* begin Selected passage *

In today’s download-o-rama world, there is simply no excuse for an album like Saint Julian to not be available somehow, someway. If the used-CD sites are any indication, there’s a strong market for Saint Julian the album is fetching between $25 and $100 on Amazon, Half.com, and eBay so why doesn’t Island Records send digital copies of it to Amazon and iTunes and make that money themselves? It’s as if they don’t know their back catalogs even exist anymore. Ironic, since those catalogs are what propped them up during lean years in the past (and contributed to the record-setting sales peaks of the late ‘90s), but there you go.

* end Selected passage *
* begin Material *

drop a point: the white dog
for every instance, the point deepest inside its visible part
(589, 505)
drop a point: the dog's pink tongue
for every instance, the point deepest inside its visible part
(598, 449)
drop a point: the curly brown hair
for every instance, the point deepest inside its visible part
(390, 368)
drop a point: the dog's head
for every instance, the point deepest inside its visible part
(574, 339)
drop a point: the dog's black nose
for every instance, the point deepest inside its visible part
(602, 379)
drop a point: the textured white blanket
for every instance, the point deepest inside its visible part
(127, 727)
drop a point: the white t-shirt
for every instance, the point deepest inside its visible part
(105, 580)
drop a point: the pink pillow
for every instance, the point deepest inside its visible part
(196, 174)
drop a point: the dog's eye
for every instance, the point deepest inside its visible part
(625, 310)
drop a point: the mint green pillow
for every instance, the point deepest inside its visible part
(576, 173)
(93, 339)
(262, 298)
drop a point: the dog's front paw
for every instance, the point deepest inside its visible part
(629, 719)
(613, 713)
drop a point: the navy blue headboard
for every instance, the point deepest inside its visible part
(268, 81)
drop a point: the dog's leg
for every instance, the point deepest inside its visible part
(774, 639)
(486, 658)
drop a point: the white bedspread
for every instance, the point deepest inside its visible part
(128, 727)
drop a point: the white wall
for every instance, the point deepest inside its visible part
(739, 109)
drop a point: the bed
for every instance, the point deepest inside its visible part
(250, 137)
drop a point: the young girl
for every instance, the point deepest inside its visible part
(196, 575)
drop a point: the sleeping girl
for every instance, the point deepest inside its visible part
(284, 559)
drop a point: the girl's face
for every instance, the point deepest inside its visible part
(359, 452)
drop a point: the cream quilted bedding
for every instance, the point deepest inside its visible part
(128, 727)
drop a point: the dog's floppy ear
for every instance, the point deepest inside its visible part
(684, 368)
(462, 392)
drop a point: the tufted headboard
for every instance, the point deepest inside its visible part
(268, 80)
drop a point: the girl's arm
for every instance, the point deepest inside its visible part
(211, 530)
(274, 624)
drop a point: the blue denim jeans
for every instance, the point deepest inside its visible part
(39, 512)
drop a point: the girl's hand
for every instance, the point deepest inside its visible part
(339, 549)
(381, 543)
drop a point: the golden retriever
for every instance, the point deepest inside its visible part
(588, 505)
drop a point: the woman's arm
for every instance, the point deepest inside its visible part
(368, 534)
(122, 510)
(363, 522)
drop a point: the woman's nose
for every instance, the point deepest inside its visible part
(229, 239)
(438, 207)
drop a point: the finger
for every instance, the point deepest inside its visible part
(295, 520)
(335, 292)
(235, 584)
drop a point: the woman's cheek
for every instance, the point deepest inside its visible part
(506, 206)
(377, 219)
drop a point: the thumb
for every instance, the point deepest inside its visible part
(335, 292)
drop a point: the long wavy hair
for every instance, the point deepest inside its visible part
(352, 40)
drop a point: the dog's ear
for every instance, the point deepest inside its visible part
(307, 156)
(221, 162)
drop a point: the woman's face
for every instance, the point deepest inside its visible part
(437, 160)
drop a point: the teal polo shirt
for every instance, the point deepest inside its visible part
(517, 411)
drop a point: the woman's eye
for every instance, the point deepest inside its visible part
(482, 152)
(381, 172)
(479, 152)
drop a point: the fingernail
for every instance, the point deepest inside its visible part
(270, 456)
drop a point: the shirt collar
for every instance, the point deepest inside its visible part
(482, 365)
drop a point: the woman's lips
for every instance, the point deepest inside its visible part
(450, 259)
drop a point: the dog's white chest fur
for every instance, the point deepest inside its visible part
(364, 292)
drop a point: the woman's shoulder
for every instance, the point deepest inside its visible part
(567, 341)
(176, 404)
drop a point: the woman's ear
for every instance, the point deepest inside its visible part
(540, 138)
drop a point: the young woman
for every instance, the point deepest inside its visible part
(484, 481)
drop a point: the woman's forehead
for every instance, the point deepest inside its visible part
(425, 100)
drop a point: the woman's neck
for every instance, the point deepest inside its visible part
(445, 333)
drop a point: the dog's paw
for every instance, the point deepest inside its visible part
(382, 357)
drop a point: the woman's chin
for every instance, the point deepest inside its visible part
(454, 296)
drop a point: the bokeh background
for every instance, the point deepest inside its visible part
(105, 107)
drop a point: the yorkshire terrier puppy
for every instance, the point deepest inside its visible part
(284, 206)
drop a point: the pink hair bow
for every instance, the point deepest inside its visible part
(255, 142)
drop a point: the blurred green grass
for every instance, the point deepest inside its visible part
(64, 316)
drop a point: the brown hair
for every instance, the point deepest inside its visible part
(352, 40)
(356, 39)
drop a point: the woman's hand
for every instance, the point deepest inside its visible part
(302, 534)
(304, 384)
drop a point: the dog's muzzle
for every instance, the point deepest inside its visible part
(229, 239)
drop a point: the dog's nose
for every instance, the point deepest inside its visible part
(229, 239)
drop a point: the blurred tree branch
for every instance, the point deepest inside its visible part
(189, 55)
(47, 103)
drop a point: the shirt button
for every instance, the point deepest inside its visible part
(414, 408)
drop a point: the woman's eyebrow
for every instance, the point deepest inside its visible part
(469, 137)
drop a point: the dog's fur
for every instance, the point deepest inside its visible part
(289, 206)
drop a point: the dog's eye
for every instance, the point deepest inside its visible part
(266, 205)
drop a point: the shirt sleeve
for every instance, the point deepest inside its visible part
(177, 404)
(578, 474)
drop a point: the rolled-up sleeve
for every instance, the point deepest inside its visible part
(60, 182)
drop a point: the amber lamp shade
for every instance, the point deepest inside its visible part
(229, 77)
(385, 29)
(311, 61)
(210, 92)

* end Material *

(Given exercise A):
Answer these questions about the Saint Julian passage, one per line:
(i) What price range do used copies of Saint Julian fetch?
(ii) To which two stores does the writer suggest Island Records send digital copies?
(iii) In the late '90s, what did the back catalogs help bring about?
(Given exercise B):
Write out the Saint Julian passage again, starting with "In today’s download-o-rama" and going on through "there you go.", but substitute "the label" for "Island Records".
(Given exercise C):
Turn the paragraph of the Saint Julian passage beginning "In today’s download-o-rama world" into a short list that keeps its main facts.

(Right answer A):
(i) Between $25 and $100.
(ii) Amazon and iTunes.
(iii) Record-setting sales peaks.

(Right answer B):
In today’s download-o-rama world, there is simply no excuse for an album like Saint Julian to not be available somehow, someway. If the used-CD sites are any indication, there’s a strong market for Saint Julian the album is fetching between $25 and $100 on Amazon, Half.com, and eBay so why doesn’t the label send digital copies of it to Amazon and iTunes and make that money themselves? It’s as if they don’t know their back catalogs even exist anymore. Ironic, since those catalogs are what propped them up during lean years in the past (and contributed to the record-setting sales peaks of the late ‘90s), but there you go.

(Right answer C):
- The writer argues that Saint Julian should be available in some form in a world of downloads.
- Used copies sell for $25 to $100 on Amazon, Half.com, and eBay, which points to strong demand.
- The writer asks why Island Records doesn't send digital copies to Amazon and iTunes and earn that money itself.
- The label seems to have forgotten its back catalogs, even though they propped it up during lean years and helped drive the record-setting sales peaks of the late '90s.